Truck driver Kim Santiago’s delivery routes between Utah and California routinely take him through Reno while most people are still asleep.
After countless trips through Northern Nevada, Santiago is now likely to find himself traveling on Reno’s highways during a gap in state trooper police coverage prompted by a critical staffing shortage. State law enforcement leaders and union officials had warned for years that the shortage would impact public safety if left unaddressed.
“Is anyone gonna come help if there’s an accident?” said Santiago, a truck driver since 2019. “How long will that take?”
Nevada State Police confirmed this week they don’t have enough troopers to maintain around-the-clock coverage in parts of Washoe County.
The agency did not respond to multiple requests from The Associated Press seeking additional information. But a police union representing state police officers told AP it was notified that troopers will no longer be assigned to cover Washoe County between 2 a.m. and 5 a.m., beginning in June or July.
Nevada State Police said in a statement that the change “will provide a greater level of service to the public and allied agencies during hours of highest demand.”
A spokesman for the Reno Police Department declined Thursday to comment when asked if the agency will respond to calls for service on freeways and state routes during the gap in highway patrol coverage. Police in Sparks, just east of Reno, and the Washoe County Sheriff’s Office did not respond to requests for comment.
The rollback is emblematic of a nationwide trend: Police departments across the country are reporting that they cannot hire officers fast enough to replace those retiring or resigning. An annual survey of nearly 200 agencies by the Police Executive Research Forum shows that resignations increased by 47% from 2019 to 2022.
In 2020, amid the pandemic and a racial reckoning sparked by the high-profile deaths of George Floyd in Minneapolis police custody and Breonna Taylor during a botched police raid on her Louisville apartment, Nevada State Police’s overall officer turnover rate was 135% — up from 109% in 2019, 127% in 2018 and 86% in 2017.
On Wednesday, the president of the Nevada Police Union urged state lawmakers and Republican Gov. Joe Lombardo, the former county sheriff in Las Vegas, to take immediate action to address the job vacancies.
“We have continuously sounded the alarm on pay inequity that directly caused record-high turnover and vacancy rates of state police, which leaves Nevadans less safe,” Dan Gordon said in a statement.
Base pay for a Nevada State Police sergeant was about $55,000 in 2021, according to data presented to state lawmakers at the time. By comparison, sergeants for the Las Vegas Metropolitan Police Department were making $81,000; sergeants for the Carson City Sheriff’s Office were earning $87,000; and Henderson city police sergeants were paid $100,000.
The cut in overnight highway patrol shifts comes as the final month of Nevada’s legislative session approaches. Lawmakers are currently considering a bill that would give all state workers a 2% cost of living raise and issue back pay owed to state police officers under collective bargaining agreements reached last year.

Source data
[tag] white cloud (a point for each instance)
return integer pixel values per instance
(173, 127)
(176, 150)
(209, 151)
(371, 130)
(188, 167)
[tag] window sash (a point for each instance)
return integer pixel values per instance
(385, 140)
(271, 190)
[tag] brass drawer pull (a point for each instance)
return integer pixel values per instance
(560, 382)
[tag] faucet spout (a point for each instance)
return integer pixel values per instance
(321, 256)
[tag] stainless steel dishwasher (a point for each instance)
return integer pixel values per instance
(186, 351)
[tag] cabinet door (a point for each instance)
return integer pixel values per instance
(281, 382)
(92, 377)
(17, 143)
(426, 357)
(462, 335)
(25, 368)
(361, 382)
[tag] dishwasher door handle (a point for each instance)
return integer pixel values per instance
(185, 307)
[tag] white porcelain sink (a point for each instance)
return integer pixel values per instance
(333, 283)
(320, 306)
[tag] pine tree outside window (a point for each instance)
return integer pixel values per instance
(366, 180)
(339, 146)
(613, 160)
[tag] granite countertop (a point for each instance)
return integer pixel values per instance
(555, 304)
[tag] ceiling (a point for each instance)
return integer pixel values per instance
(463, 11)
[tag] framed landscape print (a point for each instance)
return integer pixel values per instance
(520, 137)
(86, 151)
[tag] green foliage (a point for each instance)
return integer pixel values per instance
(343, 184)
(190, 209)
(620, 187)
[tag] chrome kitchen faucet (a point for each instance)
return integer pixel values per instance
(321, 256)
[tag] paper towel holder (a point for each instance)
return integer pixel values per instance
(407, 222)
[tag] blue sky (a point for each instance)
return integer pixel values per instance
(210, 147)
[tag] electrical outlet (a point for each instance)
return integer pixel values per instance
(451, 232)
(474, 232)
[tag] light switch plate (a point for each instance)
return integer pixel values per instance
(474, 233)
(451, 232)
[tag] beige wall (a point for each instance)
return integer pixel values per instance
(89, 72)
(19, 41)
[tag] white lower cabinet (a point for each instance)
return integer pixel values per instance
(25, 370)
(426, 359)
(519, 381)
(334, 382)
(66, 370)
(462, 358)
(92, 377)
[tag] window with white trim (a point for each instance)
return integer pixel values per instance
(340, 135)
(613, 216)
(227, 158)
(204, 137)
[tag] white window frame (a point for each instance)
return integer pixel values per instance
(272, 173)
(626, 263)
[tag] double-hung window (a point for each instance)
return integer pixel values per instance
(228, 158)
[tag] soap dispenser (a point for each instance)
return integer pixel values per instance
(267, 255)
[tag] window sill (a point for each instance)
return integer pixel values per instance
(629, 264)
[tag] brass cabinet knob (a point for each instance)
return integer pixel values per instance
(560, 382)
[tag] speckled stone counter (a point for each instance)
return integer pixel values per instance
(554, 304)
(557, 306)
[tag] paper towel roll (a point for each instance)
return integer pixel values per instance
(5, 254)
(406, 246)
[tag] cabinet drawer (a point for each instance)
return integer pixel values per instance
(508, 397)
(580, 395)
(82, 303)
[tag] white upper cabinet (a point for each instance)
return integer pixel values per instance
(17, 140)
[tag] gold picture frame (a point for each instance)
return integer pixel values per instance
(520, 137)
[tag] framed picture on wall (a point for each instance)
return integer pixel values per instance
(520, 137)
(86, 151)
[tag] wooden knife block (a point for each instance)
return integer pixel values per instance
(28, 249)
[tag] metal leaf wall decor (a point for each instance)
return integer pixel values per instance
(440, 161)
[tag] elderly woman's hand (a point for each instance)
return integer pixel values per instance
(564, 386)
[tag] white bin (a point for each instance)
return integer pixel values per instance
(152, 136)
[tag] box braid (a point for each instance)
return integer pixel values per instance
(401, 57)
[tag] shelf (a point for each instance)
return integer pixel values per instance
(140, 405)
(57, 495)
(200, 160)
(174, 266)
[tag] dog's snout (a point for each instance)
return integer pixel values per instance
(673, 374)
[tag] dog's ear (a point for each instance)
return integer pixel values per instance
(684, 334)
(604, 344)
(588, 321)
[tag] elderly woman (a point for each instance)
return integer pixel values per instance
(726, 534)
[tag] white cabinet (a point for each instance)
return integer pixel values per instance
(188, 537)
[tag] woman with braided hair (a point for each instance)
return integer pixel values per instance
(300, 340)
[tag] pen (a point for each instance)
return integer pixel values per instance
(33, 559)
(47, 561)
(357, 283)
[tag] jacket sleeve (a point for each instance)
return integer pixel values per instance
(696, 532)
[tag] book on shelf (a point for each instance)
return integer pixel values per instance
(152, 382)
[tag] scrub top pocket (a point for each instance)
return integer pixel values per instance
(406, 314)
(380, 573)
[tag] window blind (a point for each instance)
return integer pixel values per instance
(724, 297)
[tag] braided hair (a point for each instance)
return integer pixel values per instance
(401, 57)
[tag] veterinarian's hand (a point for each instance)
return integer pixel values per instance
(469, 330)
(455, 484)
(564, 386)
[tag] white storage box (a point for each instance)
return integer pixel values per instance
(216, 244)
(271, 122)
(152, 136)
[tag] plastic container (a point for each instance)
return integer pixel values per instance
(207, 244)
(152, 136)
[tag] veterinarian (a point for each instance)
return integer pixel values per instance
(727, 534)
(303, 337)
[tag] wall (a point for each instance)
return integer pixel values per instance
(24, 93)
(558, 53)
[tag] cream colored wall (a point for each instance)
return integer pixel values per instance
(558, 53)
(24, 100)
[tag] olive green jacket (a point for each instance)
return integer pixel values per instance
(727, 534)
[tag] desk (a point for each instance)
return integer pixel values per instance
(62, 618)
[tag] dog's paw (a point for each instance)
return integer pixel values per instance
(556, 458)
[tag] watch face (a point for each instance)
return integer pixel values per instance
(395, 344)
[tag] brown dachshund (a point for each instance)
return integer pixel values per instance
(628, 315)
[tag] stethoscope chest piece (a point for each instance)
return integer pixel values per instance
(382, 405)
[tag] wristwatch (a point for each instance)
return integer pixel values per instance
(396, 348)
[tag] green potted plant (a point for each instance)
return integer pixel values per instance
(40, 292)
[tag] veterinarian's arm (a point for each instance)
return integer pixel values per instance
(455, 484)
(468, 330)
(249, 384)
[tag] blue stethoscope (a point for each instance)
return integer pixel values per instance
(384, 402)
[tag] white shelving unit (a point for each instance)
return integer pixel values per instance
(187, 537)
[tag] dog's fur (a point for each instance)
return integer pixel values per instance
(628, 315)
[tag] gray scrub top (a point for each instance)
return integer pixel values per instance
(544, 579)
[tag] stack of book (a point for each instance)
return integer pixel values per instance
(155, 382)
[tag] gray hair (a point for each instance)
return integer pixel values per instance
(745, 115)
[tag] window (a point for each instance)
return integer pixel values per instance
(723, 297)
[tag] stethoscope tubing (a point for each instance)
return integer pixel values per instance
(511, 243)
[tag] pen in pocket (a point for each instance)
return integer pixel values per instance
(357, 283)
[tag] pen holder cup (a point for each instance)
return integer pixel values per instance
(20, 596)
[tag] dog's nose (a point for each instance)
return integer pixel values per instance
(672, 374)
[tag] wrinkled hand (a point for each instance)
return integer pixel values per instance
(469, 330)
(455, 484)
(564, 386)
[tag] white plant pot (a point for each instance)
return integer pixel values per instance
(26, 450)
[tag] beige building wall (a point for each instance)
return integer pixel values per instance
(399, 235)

▶ [Task goal]: Duplicate the stretch of the article on Nevada's state trooper shortage from "The rollback is" through "the job vacancies.". These items were taken from a different source than the text.

▶ [Solution below]:
The rollback is emblematic of a nationwide trend: Police departments across the country are reporting that they cannot hire officers fast enough to replace those retiring or resigning. An annual survey of nearly 200 agencies by the Police Executive Research Forum shows that resignations increased by 47% from 2019 to 2022.
In 2020, amid the pandemic and a racial reckoning sparked by the high-profile deaths of George Floyd in Minneapolis police custody and Breonna Taylor during a botched police raid on her Louisville apartment, Nevada State Police’s overall officer turnover rate was 135% — up from 109% in 2019, 127% in 2018 and 86% in 2017.
On Wednesday, the president of the Nevada Police Union urged state lawmakers and Republican Gov. Joe Lombardo, the former county sheriff in Las Vegas, to take immediate action to address the job vacancies.